▶ _TEXT EXTRACT_
#####
Therefore, the rank position of \(x_{i}\) is better than that of \(x_{h}\). The constraints (1a) are redundant if \(\delta_{ih}^{o} = 1\). It is presumed that alternatives are ranked from 1 to n, implying that the alternatives do not have equal ranks which makes constraints (1b) and (1c) necessary. Constraints (1b) demonstrate that \(V^{o} (x_{i} )\) and \(V^{o} (x_{h} )\) are comparable, i.e., either the rank position of alternative \(x_{i}\) is better than \(x_{h}\) or the rank position of alternative \(x_{h}\) is better than \(x_{i}\). Constraints (1d) indicate the number of times that x1 is worse than x2 and the Term \(R^{o} = (r_{1}^{o} , \ldots ,r_{n}^{o} )\) explains the preference vector obtained in the evaluation of alternative \(x_{o}\). It should be noted that the weights are computed assuming that the alternatives are located in the best rank position. In addition, the rank of each alternative is integer-valued.
#####
Entries for labeling object positions

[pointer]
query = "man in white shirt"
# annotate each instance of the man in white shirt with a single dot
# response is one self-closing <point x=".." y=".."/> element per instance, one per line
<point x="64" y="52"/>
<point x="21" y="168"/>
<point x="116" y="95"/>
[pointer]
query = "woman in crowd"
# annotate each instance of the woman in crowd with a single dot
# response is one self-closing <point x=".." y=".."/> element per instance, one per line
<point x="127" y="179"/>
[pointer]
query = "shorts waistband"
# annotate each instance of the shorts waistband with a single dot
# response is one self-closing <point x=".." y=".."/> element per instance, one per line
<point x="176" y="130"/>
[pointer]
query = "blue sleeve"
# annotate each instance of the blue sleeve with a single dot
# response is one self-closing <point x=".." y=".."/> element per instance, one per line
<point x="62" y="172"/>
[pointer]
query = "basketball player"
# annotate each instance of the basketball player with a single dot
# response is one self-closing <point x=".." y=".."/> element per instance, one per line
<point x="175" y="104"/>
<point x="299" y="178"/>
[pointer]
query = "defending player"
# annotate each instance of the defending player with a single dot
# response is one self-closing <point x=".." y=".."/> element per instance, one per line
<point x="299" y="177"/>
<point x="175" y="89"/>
#####
▶ _TO BE DONE_
a – Using the ranking-constraints excerpt, decide whether each statement agrees with it: (i) the alternatives may share equal ranks; (ii) the weights are computed on the assumption that the alternatives sit in the best rank position; (iii) an alternative's rank may take a fractional value. Answer yes or no for each and quote the words of the excerpt that decide it.
b – Condense the paragraph of the ranking-constraints excerpt that begins "Therefore, the rank position" into a short bulleted list that keeps its main facts.

▶ _THE REPLIES_
a –
(i) No: "the alternatives do not have equal ranks"
(ii) Yes: "the weights are computed assuming that the alternatives are located in the best rank position"
(iii) No: "the rank of each alternative is integer-valued"

b –
- The rank position of x_i is better than that of x_h.
- Constraints (1a) are redundant when δ_ih^o = 1.
- Alternatives are ranked from 1 to n with no equal ranks, so constraints (1b) and (1c) are necessary.
- Constraints (1b) show that V^o(x_i) and V^o(x_h) are comparable: one of the two alternatives always holds the better rank position.
- Constraints (1d) give the number of times x1 is worse than x2.
- R^o = (r_1^o, …, r_n^o) is the preference vector obtained when evaluating alternative x_o.
- Weights are computed assuming the alternatives are in the best rank position.
- Each rank is integer-valued.